■ Given exercise ■
Copy the data from the line that contains "the bicycle rear" to its last line, exactly, including both of those lines and leaving out everything before.

------

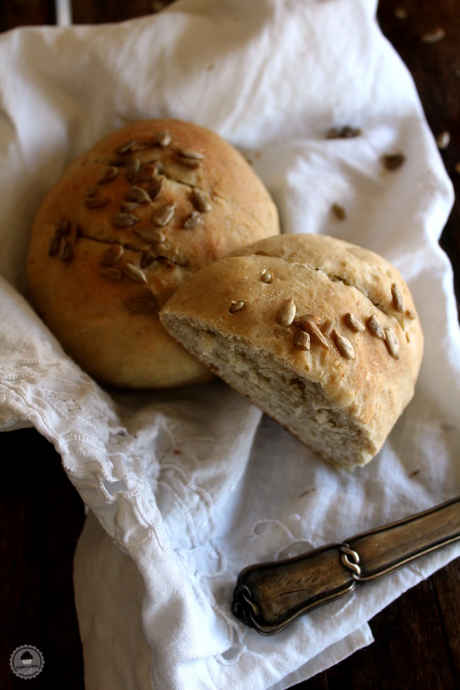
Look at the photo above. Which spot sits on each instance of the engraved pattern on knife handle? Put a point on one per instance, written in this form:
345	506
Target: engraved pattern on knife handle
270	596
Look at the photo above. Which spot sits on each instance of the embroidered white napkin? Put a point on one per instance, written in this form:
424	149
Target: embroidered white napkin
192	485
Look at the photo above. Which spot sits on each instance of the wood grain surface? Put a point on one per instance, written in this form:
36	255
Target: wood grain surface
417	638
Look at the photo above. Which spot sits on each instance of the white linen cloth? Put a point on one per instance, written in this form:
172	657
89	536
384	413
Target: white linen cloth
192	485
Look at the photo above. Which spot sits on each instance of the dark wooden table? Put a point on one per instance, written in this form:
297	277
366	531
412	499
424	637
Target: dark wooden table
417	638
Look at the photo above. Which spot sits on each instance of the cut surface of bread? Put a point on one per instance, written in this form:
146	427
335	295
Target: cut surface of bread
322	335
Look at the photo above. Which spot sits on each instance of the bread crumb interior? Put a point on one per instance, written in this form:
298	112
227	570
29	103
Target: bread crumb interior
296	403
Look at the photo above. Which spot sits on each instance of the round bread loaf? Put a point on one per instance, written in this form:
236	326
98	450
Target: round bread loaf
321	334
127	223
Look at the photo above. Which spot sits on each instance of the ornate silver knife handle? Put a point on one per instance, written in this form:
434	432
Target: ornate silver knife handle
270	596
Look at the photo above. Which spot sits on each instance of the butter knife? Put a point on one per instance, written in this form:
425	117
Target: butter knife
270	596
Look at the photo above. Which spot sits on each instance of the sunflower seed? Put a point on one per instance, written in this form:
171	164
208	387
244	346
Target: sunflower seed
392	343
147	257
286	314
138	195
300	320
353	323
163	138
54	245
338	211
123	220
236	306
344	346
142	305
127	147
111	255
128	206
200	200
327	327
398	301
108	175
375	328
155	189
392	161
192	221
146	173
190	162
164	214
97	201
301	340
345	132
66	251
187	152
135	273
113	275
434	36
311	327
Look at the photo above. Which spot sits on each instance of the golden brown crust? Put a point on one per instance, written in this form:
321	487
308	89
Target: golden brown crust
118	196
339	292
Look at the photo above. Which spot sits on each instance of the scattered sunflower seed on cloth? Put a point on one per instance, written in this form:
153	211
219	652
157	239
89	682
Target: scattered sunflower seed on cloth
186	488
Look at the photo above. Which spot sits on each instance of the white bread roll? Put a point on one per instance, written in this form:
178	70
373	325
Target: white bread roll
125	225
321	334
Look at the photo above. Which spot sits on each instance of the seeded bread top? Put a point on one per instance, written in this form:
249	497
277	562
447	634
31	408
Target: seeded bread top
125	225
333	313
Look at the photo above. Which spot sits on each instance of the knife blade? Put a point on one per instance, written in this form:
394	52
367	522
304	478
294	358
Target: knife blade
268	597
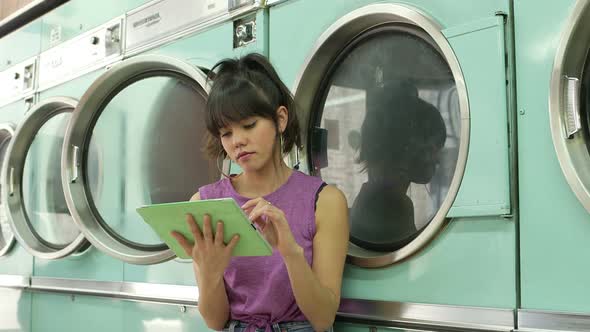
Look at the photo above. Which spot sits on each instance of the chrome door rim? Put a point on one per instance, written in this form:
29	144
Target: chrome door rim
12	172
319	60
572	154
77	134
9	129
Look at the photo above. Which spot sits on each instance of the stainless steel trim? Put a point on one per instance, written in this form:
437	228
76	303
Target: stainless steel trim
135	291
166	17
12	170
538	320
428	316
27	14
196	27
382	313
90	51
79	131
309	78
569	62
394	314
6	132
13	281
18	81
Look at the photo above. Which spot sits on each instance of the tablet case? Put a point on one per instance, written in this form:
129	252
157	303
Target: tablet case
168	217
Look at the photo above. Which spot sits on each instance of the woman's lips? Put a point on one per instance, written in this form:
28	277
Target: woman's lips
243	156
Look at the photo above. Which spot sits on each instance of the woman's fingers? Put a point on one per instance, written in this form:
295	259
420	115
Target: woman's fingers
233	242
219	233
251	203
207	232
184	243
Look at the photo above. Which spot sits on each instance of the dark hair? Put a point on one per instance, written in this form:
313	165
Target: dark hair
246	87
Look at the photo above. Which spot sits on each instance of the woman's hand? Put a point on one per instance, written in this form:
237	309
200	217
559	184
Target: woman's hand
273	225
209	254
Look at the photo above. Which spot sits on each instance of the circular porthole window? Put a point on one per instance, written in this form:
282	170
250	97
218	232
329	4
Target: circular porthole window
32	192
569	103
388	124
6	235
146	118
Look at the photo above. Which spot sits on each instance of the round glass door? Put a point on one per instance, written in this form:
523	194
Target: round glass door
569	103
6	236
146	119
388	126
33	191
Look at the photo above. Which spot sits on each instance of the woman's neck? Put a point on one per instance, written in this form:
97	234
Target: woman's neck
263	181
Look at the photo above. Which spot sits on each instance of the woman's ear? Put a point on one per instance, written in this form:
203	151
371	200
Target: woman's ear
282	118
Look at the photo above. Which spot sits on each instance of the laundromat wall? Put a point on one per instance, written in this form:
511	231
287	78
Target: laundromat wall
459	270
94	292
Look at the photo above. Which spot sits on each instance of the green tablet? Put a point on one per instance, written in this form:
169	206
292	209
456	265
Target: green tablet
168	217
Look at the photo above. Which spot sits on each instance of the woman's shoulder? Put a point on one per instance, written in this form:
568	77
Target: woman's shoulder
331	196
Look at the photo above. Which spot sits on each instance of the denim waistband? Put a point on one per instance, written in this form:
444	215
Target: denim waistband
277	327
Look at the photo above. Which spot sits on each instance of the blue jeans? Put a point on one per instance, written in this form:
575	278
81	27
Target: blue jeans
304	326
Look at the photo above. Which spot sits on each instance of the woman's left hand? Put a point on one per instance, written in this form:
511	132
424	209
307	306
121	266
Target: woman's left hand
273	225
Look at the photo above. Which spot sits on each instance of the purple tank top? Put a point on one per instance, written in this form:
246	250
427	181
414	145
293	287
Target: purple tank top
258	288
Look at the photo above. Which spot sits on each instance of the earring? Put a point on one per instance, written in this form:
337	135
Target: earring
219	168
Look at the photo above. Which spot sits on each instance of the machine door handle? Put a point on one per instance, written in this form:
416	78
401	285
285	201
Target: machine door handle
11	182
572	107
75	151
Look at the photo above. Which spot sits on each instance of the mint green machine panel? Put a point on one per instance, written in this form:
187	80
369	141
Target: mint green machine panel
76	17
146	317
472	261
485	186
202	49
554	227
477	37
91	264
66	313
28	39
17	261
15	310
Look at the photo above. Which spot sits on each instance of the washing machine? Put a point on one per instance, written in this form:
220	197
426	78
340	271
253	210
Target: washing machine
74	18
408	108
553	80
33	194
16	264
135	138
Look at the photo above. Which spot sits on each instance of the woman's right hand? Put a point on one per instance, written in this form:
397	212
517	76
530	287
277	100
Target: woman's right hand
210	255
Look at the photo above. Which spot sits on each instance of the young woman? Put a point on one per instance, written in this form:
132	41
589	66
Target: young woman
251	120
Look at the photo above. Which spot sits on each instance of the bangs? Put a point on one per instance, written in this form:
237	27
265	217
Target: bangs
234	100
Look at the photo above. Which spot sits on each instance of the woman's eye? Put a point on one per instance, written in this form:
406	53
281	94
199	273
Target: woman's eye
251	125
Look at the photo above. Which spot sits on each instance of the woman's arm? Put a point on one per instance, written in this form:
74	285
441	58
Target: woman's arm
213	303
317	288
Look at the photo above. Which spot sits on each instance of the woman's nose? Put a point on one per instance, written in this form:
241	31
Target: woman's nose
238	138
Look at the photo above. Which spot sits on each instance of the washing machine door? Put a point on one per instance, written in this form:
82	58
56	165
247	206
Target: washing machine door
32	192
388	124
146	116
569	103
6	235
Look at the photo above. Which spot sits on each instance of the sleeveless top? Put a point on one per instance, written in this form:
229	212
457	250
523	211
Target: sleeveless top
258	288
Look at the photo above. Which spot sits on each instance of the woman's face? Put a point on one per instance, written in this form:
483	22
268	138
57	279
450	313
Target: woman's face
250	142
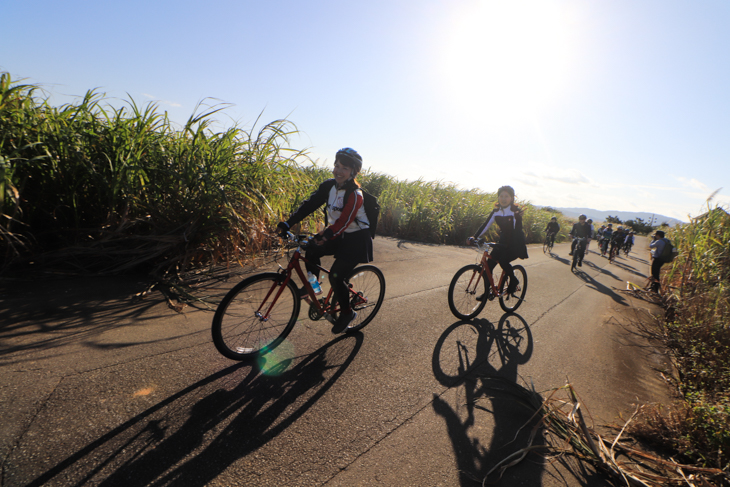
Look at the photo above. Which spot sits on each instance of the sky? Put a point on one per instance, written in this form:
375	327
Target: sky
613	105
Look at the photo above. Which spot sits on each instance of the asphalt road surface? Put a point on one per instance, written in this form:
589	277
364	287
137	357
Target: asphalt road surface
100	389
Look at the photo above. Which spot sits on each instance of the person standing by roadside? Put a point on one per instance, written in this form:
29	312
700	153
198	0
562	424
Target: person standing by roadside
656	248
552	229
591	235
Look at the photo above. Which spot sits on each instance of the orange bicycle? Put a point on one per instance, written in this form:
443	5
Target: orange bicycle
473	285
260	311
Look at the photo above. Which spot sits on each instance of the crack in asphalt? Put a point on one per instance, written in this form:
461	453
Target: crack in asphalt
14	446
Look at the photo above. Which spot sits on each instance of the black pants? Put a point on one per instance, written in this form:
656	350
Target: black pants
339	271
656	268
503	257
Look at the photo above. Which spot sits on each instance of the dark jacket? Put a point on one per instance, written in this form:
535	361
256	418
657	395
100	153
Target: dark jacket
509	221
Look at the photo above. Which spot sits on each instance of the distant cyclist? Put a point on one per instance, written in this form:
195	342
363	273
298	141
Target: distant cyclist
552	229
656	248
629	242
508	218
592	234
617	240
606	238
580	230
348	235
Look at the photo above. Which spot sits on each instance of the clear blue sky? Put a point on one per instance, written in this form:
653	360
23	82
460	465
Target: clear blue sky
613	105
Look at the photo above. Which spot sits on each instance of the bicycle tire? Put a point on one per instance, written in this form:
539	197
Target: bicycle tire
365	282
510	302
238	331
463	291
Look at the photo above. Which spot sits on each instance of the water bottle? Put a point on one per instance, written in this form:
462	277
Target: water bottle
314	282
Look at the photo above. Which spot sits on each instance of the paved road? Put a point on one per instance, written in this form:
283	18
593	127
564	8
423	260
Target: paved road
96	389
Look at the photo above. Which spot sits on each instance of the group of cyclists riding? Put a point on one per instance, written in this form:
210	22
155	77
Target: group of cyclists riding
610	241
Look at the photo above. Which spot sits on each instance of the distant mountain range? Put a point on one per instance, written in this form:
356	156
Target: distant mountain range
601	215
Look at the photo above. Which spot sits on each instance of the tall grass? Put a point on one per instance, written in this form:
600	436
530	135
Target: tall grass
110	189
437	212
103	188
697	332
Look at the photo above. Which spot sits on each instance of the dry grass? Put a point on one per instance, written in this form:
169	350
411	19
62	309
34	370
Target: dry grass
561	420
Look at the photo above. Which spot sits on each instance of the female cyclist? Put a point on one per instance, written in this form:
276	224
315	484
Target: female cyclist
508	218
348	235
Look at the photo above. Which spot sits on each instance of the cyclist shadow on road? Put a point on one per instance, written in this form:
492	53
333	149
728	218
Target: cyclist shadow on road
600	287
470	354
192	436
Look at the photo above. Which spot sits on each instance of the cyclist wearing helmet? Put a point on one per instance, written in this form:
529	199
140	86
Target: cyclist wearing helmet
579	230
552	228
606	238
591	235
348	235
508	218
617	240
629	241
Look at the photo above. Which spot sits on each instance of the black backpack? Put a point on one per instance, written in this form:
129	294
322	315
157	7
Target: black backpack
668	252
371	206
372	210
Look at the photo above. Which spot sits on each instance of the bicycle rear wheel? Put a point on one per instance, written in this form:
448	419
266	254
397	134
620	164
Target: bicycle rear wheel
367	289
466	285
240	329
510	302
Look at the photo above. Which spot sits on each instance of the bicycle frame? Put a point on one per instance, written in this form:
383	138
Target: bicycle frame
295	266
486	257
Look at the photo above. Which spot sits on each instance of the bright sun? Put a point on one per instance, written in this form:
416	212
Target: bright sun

------

■ Correct output ■
Look at the photo above. Which spot sits on each instance of the bicycle rear wheel? Put a point on one per instance, written in this form:
448	419
266	254
397	134
620	164
Target: bicycle rear wheel
367	289
466	285
240	329
510	302
Look at the photo above. Which spot sits on each instance of the bicycle frame? Put a point on one per instance, written in this form:
383	138
Target: bicycle frame
295	266
486	257
Look at the photo above. Which spot sits on each instance of the bright sun? Put a point on one per instance, written in this form:
416	212
Target: bright sun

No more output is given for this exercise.